PRZYTOCZONY FRAGMENT ->
Ascetyczna, literacko znakomicie napisana, bez zbędnych słów, treściwa i przesycona emocjami – taka jest właśnie ta powieść. Jak pisałem na wstępie, nie jest to dzieło równie wybitne co „Na plaży Chesil”, książki, która stała się dla mnie emocjonalnym rollercoasterem. Jednakże patrząc na całość przez pryzmat tematyki, która wydaje się nie tylko do cna już wyeksploatowana (a nawet w tych dobrych dziełach wypadała blado), ale i miałka, nijaka i niewarta uwagi, „W imię dziecka” wypada wprost rewelacyjnie. Co po raz kolejny pokazuje, że książki nie należy oceniać tak po okładce, jak i po opisie oraz tytule. A przynajmniej nie, kiedy na owej okładce widnieje nazwisko dobrego autora.


A takim autorem niewątpliwie jest McEwan. Oszczędnym stylem, na niewielkiej ilości stron, po raz kolejny serwuje nam wiele emocji, sporo prawdy i mnóstwo literackiej siły, jaką mają w sobie tylko powieści z wyższej półki. Siłą tej powieści jest też podanie wszystkiego w prosty, oszczędny, ale skłaniający do myślenia sposób. Autor chce żebyśmy zastanowili się nad tym, jak nasze wybory wpływają na życie nasze i ludzi, których dotyczą. I co właściwie jest ważniejsze: poglądy, przekonania religijne czy życie. Chyba każdy czytelnik w trakcie lektury zada sobie pytanie, co by zrobił, gdyby mógł ocalić komuś życie tylko sprzeniewierzając się wszystkiemu, co ratowany wyznaje i co ceni bardziej, niż siebie. Jednocześnie McEwan niczego nam nie narzuca – a przynajmniej nie w widoczny, wyraźny sposób. I to kolejna cecha jego pisarstwa, którą cenię. To podejście do czytelnika pozwalające odbiorcy zdecydować, czy chce dać się poruszyć na poziomie intelektualnym, emocjonalnym, czy też na obu.


Efekt finalny jest znakomity i wart polecenia każdemu myślącemu czytelnikowi, dla którego książki nie są tylko popołudniową i weekendową rozrywką. Ci, którzy nie przepadają za myśleniem raczej się tu nie odnajdą, bo McEwan pisze przede wszystkim dla inteligentnych odbiorców, ale cała reszta będzie zadowolona. I im „W imię dziecka”, tym bardziej jeśli tytuł i opis ich zniechęcają, polecam z czystym sercem.

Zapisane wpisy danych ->
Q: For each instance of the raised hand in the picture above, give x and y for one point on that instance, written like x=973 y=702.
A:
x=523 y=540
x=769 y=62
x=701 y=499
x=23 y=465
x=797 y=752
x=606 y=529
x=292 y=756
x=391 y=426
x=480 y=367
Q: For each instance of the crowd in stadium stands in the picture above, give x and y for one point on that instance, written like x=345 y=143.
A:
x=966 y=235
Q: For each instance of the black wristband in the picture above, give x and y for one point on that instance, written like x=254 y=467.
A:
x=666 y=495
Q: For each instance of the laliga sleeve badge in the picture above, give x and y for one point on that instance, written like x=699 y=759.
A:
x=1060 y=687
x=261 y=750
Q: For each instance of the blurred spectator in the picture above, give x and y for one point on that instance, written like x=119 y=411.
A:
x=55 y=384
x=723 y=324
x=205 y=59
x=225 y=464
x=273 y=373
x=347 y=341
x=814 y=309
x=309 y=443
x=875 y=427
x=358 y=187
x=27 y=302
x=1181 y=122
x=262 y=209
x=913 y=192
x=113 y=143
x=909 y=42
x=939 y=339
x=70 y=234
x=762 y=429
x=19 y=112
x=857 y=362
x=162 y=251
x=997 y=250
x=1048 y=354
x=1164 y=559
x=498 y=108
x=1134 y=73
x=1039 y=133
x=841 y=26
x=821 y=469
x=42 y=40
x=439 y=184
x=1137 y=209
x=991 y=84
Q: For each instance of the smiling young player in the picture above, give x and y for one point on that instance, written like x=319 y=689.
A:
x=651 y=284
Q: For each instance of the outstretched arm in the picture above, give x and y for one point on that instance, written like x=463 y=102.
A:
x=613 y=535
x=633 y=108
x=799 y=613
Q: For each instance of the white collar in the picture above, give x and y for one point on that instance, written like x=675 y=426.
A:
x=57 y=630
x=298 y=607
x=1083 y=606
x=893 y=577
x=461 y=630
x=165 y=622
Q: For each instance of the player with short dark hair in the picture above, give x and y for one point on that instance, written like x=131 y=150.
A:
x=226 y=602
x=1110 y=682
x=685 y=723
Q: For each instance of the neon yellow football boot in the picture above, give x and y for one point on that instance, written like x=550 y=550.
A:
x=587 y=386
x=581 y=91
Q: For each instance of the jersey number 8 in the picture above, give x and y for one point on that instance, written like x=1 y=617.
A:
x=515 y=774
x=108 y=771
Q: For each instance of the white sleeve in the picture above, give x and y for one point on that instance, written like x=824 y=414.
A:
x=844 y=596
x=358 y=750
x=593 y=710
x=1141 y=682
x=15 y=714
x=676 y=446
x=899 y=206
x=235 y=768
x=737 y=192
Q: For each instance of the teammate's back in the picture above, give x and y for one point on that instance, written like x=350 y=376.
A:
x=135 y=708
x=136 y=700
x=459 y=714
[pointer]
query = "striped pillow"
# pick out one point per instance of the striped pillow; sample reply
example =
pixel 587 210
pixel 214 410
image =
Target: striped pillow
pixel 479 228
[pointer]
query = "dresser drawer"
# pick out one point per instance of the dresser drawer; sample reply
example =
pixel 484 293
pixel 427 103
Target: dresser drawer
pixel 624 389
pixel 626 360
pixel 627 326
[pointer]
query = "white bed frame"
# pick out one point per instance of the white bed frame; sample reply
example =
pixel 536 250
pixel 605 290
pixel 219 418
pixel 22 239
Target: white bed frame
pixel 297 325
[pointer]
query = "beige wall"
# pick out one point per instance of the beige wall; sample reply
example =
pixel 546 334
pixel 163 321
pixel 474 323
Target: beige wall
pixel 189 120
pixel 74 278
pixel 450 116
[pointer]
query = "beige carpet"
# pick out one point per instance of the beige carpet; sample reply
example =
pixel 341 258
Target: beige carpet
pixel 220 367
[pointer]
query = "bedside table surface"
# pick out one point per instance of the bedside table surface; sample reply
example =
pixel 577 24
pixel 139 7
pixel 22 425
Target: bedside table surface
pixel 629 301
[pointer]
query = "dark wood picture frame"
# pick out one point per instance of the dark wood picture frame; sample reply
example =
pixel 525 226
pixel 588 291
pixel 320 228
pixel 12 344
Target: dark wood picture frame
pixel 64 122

TREŚĆ ZADANIA ->
Przełóż na angielski to zdanie z recenzji powieści „W imię dziecka”: „Autor chce żebyśmy zastanowili się nad tym, jak nasze wybory wpływają na życie nasze i ludzi, których dotyczą.” Dane nie są tu do niczego potrzebne.

ODPOWIEDŹ PONIŻEJ ->
The author wants us to reflect on how our choices affect our own lives and the lives of the people they concern.